YOUR ASSIGNMENT
Gather every line of the records that contains the string "this". Case counts.

※

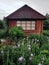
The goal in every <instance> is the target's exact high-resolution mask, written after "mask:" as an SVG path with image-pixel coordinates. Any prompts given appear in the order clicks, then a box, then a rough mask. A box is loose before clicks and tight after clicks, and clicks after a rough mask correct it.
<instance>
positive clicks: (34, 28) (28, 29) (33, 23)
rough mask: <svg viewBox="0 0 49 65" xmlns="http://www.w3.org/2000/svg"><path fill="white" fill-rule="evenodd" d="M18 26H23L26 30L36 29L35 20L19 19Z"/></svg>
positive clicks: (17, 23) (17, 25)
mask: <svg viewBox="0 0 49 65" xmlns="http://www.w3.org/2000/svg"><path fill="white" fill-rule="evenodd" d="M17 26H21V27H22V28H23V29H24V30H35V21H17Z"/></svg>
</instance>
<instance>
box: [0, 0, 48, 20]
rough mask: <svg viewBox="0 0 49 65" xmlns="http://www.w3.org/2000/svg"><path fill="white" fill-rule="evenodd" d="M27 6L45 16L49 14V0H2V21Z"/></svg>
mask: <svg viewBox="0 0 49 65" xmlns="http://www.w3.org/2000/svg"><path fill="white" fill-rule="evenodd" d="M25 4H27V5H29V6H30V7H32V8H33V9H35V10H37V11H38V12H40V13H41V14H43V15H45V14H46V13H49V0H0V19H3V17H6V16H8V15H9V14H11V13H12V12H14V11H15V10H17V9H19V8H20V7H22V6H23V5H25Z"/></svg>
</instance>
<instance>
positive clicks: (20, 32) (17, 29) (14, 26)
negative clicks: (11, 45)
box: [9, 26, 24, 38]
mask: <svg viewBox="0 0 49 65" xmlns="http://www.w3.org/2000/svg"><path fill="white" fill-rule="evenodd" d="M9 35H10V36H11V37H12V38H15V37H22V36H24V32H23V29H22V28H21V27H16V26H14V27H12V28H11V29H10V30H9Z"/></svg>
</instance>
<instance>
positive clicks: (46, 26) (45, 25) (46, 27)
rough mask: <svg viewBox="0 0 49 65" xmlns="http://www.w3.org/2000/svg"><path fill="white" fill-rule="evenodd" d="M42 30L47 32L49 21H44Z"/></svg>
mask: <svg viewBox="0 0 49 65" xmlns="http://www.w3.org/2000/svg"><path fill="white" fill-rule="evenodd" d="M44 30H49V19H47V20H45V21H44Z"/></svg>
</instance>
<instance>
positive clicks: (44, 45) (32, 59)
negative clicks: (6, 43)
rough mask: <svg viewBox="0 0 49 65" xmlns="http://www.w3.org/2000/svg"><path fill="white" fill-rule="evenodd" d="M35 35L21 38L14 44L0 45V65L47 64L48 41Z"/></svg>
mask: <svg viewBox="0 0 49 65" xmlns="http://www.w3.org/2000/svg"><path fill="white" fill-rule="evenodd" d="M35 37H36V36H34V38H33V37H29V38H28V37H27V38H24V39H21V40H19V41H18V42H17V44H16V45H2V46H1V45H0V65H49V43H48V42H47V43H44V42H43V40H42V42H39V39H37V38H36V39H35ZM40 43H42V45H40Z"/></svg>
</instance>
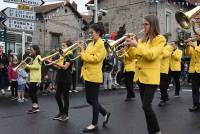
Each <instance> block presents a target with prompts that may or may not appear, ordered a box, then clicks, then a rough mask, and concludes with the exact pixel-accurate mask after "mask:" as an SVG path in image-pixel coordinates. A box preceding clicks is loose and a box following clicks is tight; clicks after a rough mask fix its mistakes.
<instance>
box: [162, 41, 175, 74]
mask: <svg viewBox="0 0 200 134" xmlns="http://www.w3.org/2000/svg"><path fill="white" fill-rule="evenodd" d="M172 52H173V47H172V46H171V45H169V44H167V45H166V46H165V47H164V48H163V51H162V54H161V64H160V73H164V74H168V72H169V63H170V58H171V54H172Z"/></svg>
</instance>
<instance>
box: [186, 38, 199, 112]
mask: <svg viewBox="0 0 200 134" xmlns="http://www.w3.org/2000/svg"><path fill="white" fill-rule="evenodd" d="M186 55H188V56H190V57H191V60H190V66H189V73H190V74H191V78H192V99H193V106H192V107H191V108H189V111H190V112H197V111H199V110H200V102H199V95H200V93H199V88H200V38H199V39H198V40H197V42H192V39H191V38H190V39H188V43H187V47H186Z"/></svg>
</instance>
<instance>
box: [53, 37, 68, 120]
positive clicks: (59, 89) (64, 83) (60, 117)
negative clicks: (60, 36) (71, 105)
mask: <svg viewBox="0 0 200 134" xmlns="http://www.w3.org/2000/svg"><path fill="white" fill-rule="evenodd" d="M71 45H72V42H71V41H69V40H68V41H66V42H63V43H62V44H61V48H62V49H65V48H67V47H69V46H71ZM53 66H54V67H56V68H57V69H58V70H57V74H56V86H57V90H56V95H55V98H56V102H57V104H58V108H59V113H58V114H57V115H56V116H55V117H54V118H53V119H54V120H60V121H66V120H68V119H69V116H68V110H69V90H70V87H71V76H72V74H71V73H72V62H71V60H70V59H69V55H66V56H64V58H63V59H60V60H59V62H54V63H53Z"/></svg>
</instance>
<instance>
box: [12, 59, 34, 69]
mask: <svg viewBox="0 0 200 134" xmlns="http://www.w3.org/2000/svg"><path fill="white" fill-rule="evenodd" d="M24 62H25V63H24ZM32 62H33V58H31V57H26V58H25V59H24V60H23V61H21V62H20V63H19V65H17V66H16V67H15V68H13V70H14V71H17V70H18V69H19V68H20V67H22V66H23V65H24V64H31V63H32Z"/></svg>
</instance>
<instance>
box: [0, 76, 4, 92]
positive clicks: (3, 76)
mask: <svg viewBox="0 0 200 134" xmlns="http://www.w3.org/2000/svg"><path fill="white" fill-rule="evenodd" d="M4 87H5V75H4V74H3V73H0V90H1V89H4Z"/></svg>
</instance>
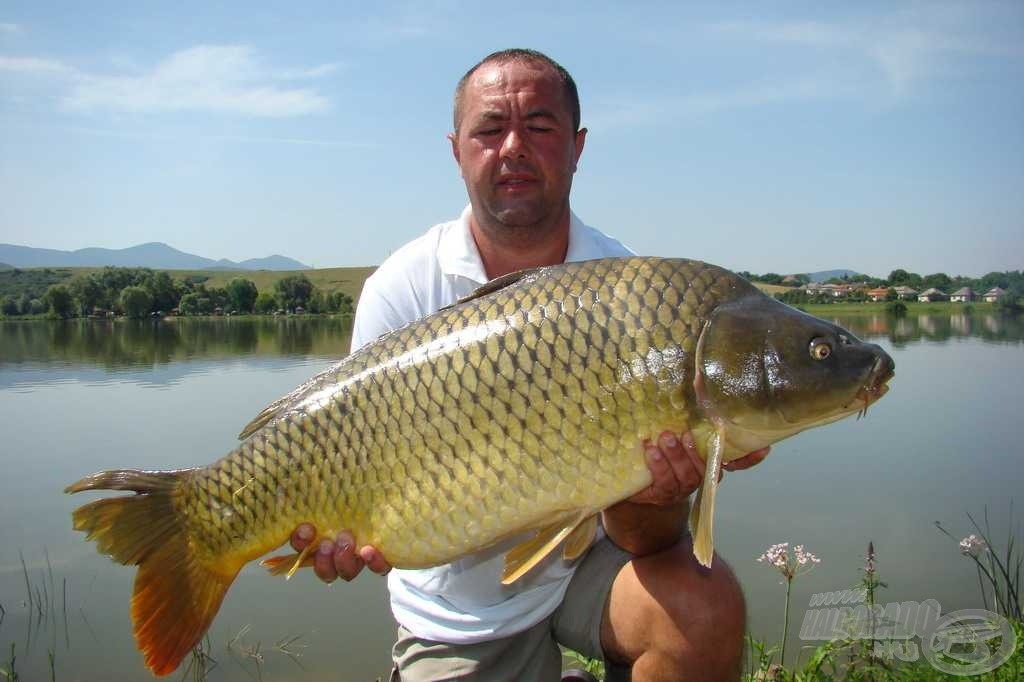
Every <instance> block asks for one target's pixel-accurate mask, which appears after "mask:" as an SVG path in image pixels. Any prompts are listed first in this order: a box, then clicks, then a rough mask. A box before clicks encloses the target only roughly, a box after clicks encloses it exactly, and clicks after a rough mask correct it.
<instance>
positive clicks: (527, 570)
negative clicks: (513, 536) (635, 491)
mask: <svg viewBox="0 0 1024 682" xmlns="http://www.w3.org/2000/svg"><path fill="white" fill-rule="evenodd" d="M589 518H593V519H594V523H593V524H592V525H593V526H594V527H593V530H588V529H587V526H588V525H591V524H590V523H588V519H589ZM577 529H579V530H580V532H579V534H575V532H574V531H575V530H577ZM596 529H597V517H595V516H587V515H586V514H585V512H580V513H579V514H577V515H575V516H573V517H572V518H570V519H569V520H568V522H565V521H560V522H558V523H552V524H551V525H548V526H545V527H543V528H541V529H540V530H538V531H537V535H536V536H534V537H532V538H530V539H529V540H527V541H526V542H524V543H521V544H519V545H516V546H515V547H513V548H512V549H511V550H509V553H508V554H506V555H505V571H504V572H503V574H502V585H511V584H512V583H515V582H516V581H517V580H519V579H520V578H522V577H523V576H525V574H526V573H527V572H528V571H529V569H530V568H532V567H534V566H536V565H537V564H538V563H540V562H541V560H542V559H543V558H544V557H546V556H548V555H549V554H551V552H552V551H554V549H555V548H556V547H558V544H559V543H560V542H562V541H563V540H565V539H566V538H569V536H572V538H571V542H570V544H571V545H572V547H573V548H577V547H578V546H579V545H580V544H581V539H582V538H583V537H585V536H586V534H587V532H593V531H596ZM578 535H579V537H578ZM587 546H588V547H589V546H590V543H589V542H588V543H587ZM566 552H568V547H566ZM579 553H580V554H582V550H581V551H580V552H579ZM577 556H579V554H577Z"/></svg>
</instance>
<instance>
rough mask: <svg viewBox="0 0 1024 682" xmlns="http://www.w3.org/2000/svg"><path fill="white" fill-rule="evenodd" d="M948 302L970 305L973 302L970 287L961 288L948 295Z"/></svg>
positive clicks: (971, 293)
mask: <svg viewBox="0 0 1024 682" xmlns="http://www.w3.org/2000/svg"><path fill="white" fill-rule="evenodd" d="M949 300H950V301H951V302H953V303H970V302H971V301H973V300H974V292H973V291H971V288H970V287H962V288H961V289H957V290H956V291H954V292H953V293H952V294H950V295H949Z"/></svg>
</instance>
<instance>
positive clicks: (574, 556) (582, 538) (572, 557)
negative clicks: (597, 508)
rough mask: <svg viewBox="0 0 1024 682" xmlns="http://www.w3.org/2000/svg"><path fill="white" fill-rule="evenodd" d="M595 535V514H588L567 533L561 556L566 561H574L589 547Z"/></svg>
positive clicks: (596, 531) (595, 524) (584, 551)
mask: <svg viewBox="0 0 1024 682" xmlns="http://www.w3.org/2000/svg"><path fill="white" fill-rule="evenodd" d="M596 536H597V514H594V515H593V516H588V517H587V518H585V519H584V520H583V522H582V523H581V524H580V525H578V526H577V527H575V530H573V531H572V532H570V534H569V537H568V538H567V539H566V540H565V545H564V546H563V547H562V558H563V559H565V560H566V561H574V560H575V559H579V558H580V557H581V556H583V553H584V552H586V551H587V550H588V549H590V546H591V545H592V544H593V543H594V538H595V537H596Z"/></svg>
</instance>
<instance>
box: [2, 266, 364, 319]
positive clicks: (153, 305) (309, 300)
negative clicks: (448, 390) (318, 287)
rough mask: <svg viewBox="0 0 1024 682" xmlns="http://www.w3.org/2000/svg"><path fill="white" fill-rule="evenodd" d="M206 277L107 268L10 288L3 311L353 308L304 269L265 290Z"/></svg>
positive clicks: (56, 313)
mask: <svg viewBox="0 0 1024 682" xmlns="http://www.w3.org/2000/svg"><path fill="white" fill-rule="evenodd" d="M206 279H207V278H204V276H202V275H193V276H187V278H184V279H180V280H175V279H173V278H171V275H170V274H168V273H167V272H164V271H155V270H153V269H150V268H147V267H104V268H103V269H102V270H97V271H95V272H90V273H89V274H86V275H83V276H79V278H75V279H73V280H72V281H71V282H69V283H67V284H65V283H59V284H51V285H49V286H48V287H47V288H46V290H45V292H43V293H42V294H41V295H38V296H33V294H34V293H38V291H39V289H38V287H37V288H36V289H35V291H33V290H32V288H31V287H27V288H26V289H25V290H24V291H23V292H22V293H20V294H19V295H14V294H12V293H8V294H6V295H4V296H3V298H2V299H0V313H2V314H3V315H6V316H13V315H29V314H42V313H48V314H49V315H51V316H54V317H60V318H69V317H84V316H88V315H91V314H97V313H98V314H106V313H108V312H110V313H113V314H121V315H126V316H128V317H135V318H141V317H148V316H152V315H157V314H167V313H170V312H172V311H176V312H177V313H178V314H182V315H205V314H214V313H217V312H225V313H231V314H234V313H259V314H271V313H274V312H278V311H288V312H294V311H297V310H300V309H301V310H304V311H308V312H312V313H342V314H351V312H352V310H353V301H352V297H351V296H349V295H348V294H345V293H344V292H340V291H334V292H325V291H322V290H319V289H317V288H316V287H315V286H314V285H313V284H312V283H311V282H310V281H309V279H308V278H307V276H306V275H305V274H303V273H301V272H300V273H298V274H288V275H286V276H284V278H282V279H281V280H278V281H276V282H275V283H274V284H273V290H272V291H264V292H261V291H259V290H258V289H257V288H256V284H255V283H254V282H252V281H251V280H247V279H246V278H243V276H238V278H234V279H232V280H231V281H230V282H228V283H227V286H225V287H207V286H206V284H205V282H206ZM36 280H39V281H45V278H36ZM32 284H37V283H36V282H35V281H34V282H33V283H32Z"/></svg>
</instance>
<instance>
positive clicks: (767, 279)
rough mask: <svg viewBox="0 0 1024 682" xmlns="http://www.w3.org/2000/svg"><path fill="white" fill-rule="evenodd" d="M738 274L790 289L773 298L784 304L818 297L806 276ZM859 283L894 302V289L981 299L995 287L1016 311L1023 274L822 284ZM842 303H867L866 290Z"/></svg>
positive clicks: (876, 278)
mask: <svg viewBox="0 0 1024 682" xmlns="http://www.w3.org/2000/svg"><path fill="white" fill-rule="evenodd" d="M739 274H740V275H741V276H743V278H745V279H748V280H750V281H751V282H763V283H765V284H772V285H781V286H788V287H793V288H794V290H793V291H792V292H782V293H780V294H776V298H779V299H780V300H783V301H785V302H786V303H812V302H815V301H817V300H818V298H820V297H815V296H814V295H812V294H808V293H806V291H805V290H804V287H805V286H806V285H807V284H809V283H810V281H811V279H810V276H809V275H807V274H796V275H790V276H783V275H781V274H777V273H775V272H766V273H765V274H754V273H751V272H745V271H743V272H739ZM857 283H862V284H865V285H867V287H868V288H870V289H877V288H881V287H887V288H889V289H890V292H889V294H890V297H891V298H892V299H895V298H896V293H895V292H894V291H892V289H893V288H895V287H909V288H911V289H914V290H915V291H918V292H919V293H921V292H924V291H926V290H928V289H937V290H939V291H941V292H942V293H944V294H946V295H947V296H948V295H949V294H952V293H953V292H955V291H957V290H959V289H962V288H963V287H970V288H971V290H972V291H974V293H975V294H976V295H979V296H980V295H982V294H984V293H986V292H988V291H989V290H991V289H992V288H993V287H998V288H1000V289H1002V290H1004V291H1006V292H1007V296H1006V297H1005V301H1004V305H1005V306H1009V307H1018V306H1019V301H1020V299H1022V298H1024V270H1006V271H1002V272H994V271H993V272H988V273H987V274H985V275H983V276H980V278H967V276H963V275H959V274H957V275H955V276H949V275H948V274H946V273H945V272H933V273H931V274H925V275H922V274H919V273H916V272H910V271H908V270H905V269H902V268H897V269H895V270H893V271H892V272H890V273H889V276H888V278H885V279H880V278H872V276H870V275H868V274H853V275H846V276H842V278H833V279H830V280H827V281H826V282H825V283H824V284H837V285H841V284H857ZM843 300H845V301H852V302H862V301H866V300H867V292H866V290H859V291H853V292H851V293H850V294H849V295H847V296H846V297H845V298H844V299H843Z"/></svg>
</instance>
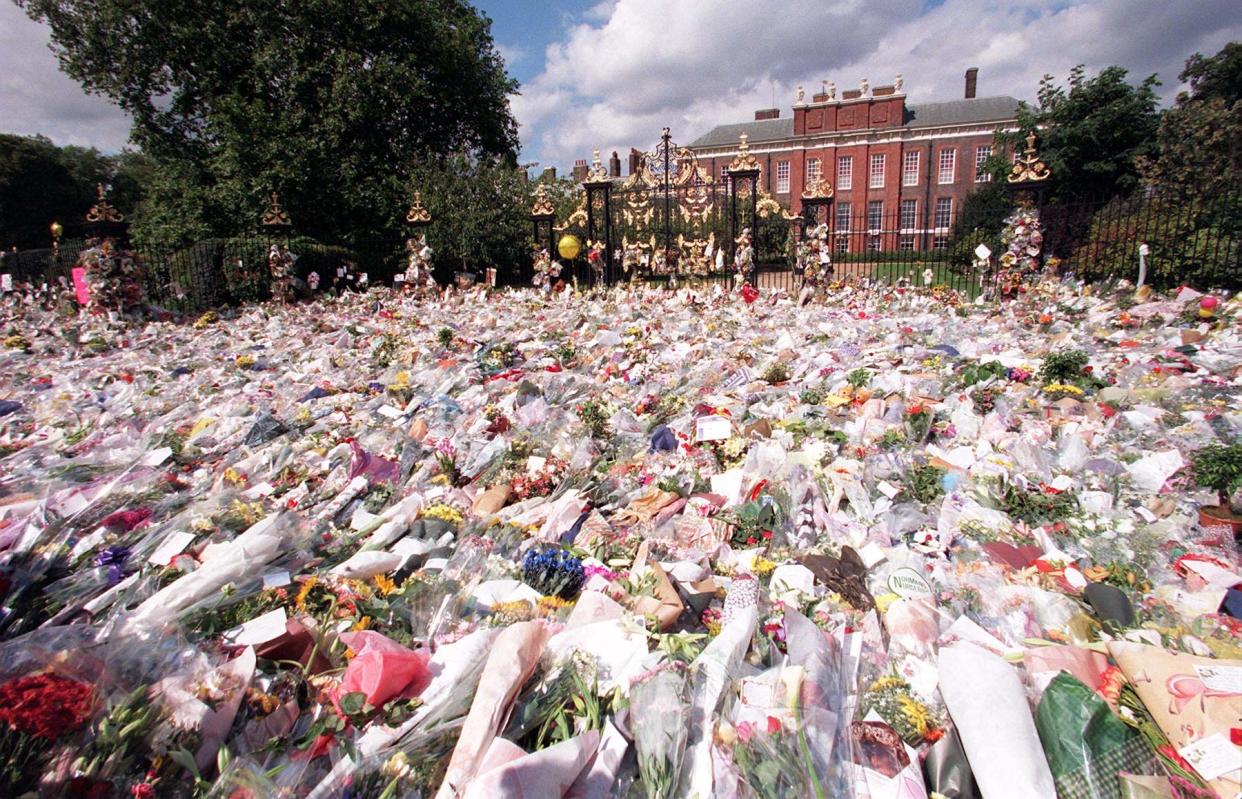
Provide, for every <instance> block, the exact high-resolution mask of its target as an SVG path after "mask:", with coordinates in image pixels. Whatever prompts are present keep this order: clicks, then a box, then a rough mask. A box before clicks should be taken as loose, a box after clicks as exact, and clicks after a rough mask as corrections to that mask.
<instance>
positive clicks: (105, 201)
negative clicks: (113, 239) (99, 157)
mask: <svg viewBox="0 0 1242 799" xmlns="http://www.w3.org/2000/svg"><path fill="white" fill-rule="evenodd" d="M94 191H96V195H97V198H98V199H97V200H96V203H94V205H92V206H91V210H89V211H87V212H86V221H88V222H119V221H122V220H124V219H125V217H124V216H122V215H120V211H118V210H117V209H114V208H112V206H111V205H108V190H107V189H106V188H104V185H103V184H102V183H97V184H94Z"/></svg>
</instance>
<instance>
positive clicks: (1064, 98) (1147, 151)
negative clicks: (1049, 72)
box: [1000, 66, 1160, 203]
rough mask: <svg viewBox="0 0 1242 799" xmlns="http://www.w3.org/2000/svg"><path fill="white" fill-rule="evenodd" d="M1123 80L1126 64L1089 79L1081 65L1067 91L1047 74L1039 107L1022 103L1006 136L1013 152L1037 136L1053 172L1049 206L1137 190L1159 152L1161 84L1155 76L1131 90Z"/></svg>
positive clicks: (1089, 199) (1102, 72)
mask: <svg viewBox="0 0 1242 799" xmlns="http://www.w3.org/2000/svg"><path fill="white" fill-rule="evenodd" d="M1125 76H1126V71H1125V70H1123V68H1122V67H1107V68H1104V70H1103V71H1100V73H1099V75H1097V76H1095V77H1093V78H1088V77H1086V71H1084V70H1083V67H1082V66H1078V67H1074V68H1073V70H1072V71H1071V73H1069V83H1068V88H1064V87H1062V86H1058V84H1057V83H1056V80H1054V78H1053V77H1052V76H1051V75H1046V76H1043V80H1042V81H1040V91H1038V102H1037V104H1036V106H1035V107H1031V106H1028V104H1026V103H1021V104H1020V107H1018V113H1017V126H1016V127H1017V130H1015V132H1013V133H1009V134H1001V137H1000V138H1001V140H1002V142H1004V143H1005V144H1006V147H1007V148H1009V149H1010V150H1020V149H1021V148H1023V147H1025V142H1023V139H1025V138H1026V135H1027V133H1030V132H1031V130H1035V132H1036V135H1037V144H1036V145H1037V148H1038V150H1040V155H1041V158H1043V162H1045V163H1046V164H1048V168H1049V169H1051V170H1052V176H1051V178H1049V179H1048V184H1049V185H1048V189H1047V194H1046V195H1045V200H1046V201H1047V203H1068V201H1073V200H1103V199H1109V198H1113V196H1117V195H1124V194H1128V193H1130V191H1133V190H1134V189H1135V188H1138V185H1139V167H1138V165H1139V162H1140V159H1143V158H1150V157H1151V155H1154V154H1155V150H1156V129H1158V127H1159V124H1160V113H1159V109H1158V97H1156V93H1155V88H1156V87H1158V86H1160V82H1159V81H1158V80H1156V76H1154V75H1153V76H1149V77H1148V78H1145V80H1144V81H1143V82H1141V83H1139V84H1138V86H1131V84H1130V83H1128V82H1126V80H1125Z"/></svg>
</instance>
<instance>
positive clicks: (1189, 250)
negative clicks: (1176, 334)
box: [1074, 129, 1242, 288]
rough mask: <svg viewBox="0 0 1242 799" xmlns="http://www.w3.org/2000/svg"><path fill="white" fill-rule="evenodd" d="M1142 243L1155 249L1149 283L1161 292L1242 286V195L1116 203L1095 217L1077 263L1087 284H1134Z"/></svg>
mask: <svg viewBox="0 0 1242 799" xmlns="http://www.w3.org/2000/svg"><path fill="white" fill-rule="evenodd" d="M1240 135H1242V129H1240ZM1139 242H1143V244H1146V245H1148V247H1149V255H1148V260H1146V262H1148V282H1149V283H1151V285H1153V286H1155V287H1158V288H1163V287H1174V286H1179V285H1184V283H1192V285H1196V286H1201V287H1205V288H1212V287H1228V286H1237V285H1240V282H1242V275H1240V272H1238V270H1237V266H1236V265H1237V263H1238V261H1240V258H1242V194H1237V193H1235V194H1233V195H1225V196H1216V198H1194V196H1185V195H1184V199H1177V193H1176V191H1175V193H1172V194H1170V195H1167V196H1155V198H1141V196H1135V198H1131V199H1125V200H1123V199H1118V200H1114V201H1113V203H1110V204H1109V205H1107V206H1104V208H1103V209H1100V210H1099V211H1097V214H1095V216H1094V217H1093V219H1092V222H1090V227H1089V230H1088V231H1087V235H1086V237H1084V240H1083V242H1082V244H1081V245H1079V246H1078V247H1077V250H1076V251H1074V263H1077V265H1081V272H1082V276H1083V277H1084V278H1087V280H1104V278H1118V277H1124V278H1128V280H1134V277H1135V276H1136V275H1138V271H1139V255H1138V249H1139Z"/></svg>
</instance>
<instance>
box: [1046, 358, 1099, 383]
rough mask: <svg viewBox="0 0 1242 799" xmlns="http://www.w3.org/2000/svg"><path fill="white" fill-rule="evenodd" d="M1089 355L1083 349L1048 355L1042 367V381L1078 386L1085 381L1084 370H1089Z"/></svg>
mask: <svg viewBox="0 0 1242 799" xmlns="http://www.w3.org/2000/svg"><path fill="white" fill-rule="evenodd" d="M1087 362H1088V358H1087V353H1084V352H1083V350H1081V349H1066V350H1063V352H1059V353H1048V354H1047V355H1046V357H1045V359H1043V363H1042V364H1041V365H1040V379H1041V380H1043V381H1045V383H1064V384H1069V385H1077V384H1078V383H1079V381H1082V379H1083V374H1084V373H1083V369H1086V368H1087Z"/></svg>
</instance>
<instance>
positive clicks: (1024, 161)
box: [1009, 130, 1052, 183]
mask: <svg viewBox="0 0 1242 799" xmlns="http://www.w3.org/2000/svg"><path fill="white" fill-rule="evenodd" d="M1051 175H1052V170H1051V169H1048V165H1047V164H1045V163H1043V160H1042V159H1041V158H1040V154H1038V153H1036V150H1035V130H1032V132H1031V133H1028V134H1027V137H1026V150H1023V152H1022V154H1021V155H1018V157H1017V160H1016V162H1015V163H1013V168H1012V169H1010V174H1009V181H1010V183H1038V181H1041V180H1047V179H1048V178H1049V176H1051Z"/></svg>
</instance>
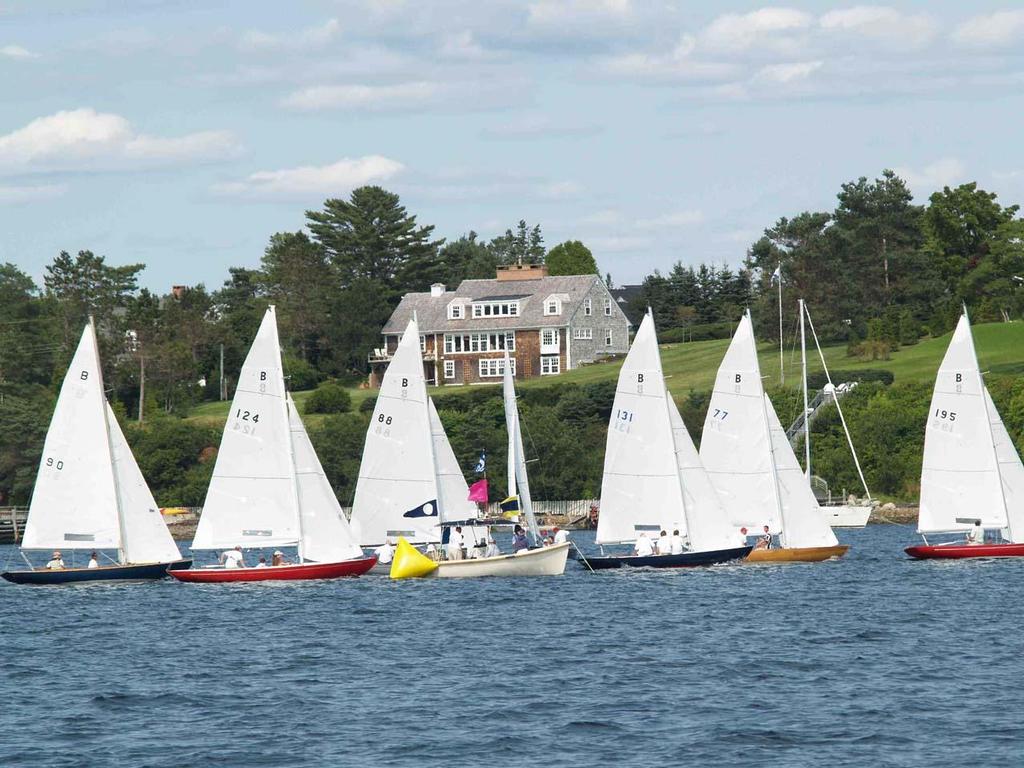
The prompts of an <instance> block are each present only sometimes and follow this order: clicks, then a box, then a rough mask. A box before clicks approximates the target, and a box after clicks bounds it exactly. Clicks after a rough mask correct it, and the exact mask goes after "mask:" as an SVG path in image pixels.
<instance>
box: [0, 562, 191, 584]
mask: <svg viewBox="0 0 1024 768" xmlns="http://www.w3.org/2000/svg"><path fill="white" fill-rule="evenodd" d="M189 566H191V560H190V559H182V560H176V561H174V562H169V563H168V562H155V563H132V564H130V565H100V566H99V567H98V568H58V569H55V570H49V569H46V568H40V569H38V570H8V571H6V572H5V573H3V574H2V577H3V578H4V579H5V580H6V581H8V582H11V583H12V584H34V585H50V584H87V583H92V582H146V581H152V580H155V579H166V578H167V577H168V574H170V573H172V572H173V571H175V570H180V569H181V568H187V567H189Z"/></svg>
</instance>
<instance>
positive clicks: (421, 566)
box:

※

EXERCISE RESPONSE
Every <instance> block asks for one target's pixel-accurate mask, which appears after "mask:" as an SVG path in image pixels. Any prompts are listed first in this order: a box, then clicks, then a rough mask. A box before clicks encloses the target only roughly, a box after clicks encloses it exactly, and clicks after a rough mask correct it.
Provide, for every <instance> block, the exact high-resolution mask of its target as an SVG path after "mask:", with coordinates in image pixels. Whatever prompts are present keep this order: clicks, then a box, then a rough mask. A box before clicks should be taken as loose, a box after clicks as exact, and clicks after a rough mask as corrections to that mask.
The prompts of an <instance> block are each present only sometimes and follow this order: clicks, then a box, then a rough mask. A box before clicks approximates the target, and a box after clicks bounds it exactly. Clicks after a rough mask correct it, and the exact mask goes after "mask:" as an SVG path in image pixels.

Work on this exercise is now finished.